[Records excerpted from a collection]
[start]
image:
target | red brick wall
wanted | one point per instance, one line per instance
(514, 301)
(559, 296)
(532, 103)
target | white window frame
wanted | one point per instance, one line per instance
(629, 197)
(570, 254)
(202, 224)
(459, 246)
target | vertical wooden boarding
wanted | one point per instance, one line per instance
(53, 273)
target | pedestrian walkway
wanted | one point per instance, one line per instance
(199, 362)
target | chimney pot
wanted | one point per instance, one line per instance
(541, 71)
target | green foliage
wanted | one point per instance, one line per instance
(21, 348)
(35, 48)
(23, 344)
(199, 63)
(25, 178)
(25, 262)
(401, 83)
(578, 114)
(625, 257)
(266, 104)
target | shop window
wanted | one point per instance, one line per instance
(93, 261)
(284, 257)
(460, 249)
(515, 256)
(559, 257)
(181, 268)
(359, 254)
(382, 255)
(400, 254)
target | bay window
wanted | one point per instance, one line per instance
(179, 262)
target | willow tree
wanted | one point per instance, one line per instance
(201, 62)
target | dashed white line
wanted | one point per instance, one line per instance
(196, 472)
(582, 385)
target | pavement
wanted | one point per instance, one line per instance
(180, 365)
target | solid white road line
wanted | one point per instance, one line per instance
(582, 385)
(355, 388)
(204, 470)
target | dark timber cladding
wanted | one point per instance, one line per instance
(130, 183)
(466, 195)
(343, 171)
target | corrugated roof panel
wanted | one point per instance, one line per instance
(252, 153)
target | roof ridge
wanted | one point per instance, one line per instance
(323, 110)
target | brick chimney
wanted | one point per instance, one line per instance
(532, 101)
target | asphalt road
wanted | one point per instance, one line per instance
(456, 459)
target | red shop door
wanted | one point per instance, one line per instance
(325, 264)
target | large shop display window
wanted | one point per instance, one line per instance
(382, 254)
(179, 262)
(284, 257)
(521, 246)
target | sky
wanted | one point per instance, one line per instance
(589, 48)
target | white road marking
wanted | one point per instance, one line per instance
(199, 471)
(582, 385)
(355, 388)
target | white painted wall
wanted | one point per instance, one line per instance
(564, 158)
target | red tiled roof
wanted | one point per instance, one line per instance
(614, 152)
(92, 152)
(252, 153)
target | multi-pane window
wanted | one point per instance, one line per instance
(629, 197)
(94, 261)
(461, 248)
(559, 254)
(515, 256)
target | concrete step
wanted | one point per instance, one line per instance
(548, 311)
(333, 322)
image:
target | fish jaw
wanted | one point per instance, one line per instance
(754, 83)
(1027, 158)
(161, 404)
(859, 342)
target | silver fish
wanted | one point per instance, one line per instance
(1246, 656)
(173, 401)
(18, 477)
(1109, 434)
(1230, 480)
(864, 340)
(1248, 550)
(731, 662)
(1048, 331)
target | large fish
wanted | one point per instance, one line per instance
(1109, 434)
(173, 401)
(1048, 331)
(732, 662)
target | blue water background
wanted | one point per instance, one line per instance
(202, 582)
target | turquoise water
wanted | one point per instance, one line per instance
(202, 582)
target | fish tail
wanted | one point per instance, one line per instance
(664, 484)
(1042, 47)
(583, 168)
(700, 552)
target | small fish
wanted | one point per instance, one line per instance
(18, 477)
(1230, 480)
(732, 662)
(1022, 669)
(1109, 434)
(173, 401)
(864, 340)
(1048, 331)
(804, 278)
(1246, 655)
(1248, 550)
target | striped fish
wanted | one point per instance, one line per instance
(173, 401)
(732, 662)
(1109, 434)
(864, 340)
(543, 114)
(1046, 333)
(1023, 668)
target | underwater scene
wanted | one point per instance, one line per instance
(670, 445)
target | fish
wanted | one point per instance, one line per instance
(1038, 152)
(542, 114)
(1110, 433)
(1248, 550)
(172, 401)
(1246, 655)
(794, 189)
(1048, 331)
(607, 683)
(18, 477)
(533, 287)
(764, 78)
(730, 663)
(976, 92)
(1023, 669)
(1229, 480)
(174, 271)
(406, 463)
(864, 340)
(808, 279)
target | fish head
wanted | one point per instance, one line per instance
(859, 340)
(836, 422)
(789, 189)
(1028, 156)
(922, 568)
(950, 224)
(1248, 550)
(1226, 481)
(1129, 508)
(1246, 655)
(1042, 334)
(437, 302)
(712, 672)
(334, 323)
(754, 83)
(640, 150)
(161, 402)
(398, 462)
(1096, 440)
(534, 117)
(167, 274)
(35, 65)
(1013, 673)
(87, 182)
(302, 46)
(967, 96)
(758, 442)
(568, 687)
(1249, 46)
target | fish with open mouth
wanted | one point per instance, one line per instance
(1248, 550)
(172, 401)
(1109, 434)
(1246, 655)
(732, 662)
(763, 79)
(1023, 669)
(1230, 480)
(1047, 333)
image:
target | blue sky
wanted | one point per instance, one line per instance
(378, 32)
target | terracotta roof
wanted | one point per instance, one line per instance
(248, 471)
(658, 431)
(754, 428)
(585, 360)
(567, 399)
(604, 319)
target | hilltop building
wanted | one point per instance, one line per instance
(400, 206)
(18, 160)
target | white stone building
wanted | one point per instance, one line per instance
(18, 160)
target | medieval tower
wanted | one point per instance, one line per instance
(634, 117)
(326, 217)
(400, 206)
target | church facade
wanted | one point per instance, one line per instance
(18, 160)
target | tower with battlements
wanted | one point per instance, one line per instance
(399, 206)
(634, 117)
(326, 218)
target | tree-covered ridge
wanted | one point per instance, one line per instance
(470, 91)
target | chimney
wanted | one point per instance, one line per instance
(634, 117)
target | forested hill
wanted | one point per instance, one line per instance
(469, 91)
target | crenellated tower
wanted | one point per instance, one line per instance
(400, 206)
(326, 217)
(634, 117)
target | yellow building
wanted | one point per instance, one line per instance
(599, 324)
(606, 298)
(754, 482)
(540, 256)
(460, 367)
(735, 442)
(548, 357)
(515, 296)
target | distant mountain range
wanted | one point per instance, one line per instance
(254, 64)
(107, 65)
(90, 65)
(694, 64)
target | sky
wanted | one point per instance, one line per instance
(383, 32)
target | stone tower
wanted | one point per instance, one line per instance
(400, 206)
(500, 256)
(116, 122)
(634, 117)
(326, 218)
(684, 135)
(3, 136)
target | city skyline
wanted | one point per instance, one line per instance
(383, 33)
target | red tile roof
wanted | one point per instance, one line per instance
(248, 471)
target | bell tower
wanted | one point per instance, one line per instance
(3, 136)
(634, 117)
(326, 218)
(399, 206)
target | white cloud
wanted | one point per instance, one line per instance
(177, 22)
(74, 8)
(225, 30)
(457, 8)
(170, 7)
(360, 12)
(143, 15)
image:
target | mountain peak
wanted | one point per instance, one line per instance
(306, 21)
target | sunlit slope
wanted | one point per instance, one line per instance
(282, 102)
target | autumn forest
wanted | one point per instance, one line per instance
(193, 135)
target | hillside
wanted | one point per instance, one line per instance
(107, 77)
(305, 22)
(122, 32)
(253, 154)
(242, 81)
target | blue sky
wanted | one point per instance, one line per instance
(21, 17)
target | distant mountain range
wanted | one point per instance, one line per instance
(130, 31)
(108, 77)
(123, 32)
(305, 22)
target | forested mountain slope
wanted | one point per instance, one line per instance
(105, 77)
[end]
Short task |
Give a word-for-word copy of the records.

Output of the task |
image:
target | red brick wall
wanted | one point per instance, one line per instance
(514, 301)
(559, 296)
(532, 103)
target | white window frame
wanted | one point per instance, one line per instance
(629, 197)
(570, 254)
(202, 224)
(459, 246)
target | vertical wooden boarding
wanted | one point per instance, one line per instance
(53, 273)
target | pedestrian walkway
wanted | one point per instance, one line per instance
(199, 362)
target | chimney pot
wanted | one point per instance, one line per instance
(541, 71)
target | green foliage
wanted | one point per instance, one line per instance
(21, 348)
(35, 48)
(23, 344)
(199, 63)
(25, 178)
(25, 262)
(401, 83)
(578, 114)
(625, 257)
(266, 104)
target | shop window
wanted | one point per instance, one line per instance
(93, 261)
(284, 257)
(460, 249)
(515, 256)
(559, 257)
(181, 268)
(359, 254)
(382, 255)
(400, 254)
target | bay window
wanted | one point per instance, one line per instance
(179, 262)
target | willow tree
wanted | one point per instance, one line per instance
(201, 62)
target | dashed white line
wanted | one point per instance, one line per instance
(196, 472)
(582, 385)
target | pavement
wanted | one point per instance, one line per instance
(180, 365)
target | solid white road line
wanted | one point per instance, one line per instance
(582, 385)
(355, 388)
(204, 470)
target | dark timber cladding
wanted | one point per instance, one line per instance
(130, 183)
(466, 195)
(343, 171)
target | corrugated roof panel
wanted | one point per instance, one line per instance
(252, 153)
target | roof ridge
wanted | one point per instance, one line per instance
(323, 110)
target | brick chimney
wanted | one point per instance, one line per instance
(532, 101)
target | asphalt road
wanted | one point per instance, one line per instance
(456, 459)
target | red shop door
wanted | one point per instance, one line per instance
(325, 264)
target | large shop display window
wanted | one point per instance, one line per instance
(382, 254)
(179, 262)
(284, 257)
(521, 246)
target | sky
wanted | one point per instance, one line per instance
(589, 48)
target | white road marking
wanted | one point per instance, one line per instance
(199, 471)
(582, 385)
(355, 388)
target | white painted wall
wanted | one point per instance, one line per instance
(564, 158)
target | red tiled roof
wanted | one point per instance, one line per instance
(614, 152)
(92, 152)
(252, 153)
target | multi-pane window
wanted | one point per instance, one line per instance
(629, 197)
(94, 261)
(461, 248)
(559, 254)
(515, 256)
target | concrete step
wanted | one point per instance, one line per instance
(548, 311)
(333, 322)
image:
target | fish jaw
wanted | one point per instance, one line per instance
(754, 83)
(1027, 158)
(161, 404)
(859, 342)
target | silver fish
wanted | one point per instance, one line per instance
(1246, 656)
(173, 401)
(18, 477)
(1109, 434)
(1230, 480)
(864, 340)
(1248, 550)
(731, 662)
(1048, 331)
target | large fish
wanted | one point per instance, one line per instance
(1109, 434)
(173, 401)
(1048, 331)
(732, 662)
target | blue water background
wanted | one point per instance, one line per instance
(202, 582)
target | turquoise water
wanted | one point per instance, one line per instance
(202, 582)
target | fish tail
wanted | one point per instance, one line per instance
(664, 484)
(1042, 47)
(583, 168)
(700, 552)
target | small fish
wanted | one point per instance, one line per instance
(18, 477)
(1230, 480)
(732, 662)
(1022, 669)
(1109, 434)
(173, 401)
(864, 340)
(1048, 331)
(804, 278)
(1246, 655)
(1248, 550)
target | striped fish
wanted | one point per instance, one line per instance
(173, 401)
(732, 662)
(1109, 434)
(864, 340)
(543, 114)
(1046, 333)
(1023, 668)
target | underwater scene
wanted | one point per instance, one line per instance
(670, 445)
target | fish
wanted | one point per instance, one line per instance
(1038, 152)
(542, 114)
(1110, 433)
(1248, 550)
(172, 401)
(1246, 655)
(794, 189)
(1048, 331)
(607, 683)
(18, 477)
(533, 287)
(764, 78)
(730, 663)
(976, 92)
(1023, 669)
(1229, 480)
(174, 271)
(406, 463)
(864, 340)
(808, 279)
target | fish head
wanted | one point per instance, one line per instance
(859, 340)
(836, 422)
(789, 189)
(1028, 156)
(922, 568)
(950, 224)
(1248, 550)
(1226, 481)
(1129, 508)
(1246, 655)
(1042, 334)
(437, 302)
(712, 672)
(334, 323)
(754, 83)
(640, 150)
(161, 402)
(398, 462)
(1096, 440)
(534, 117)
(167, 274)
(35, 65)
(1013, 673)
(87, 182)
(302, 46)
(967, 96)
(758, 442)
(568, 687)
(1249, 46)
target | fish with open mouth
wanted | one point per instance, one line per instance
(1248, 550)
(172, 401)
(1109, 434)
(1246, 655)
(732, 662)
(763, 79)
(1023, 669)
(1230, 480)
(1047, 333)
image:
target | blue sky
wanted | one point per instance, one line per instance
(378, 32)
target | terracotta roof
wanted | one point per instance, one line per instance
(248, 471)
(658, 431)
(754, 428)
(585, 360)
(567, 399)
(604, 319)
target | hilltop building
wanted | one point per instance, one line per instance
(400, 206)
(18, 160)
target | white stone building
wanted | one point per instance, one line per instance
(18, 160)
target | medieval tower
wanted | one point per instance, one line per instance
(634, 117)
(326, 217)
(400, 206)
target | church facade
wanted | one point per instance, one line per instance
(18, 160)
target | tower with battlements
wanted | one point per instance, one line per instance
(399, 206)
(634, 117)
(326, 218)
target | tree-covered ridge
wanted | one point per instance, one line per instance
(470, 91)
target | chimney
wanted | one point per instance, one line per instance
(634, 117)
target | forested hill
wanted | one point per instance, one line per instance
(469, 91)
target | crenellated tower
wanted | one point per instance, one line per instance
(400, 206)
(326, 217)
(634, 117)
target | yellow building
wanted | one point per instance, one line per instance
(599, 324)
(606, 298)
(754, 482)
(540, 256)
(460, 367)
(735, 442)
(548, 357)
(515, 296)
target | distant mountain range
wanted | one point per instance, one line per instance
(254, 64)
(107, 65)
(90, 65)
(694, 64)
target | sky
wanted | one point per instance, one line per instance
(383, 32)
target | stone tower
wanted | one point per instance, one line per instance
(400, 206)
(500, 256)
(116, 122)
(634, 117)
(326, 218)
(684, 135)
(3, 136)
target | city skyline
wanted | one point per instance, one line per instance
(383, 33)
target | red tile roof
wanted | one point per instance, one line per instance
(248, 471)
target | bell tower
wanted | one point per instance, one line per instance
(3, 136)
(634, 117)
(326, 218)
(399, 206)
target | white cloud
wanted | one point per instance, one line per instance
(177, 22)
(74, 8)
(225, 30)
(457, 8)
(170, 7)
(360, 12)
(143, 15)
image:
target | mountain peak
wanted | one point per instance, one line per instance
(306, 21)
target | sunlit slope
wanted | one point per instance, one line per instance
(282, 102)
target | autumn forest
wanted | one point per instance, one line per instance
(193, 135)
target | hillside
wanted | one point per instance, one line per instance
(107, 77)
(305, 22)
(122, 32)
(253, 154)
(242, 81)
target | blue sky
wanted | one point per instance, one line per instance
(21, 17)
target | distant mountain range
wanted | one point per instance, one line per instance
(130, 31)
(108, 77)
(123, 32)
(305, 22)
target | forested mountain slope
wanted | one point per instance, one line per instance
(105, 77)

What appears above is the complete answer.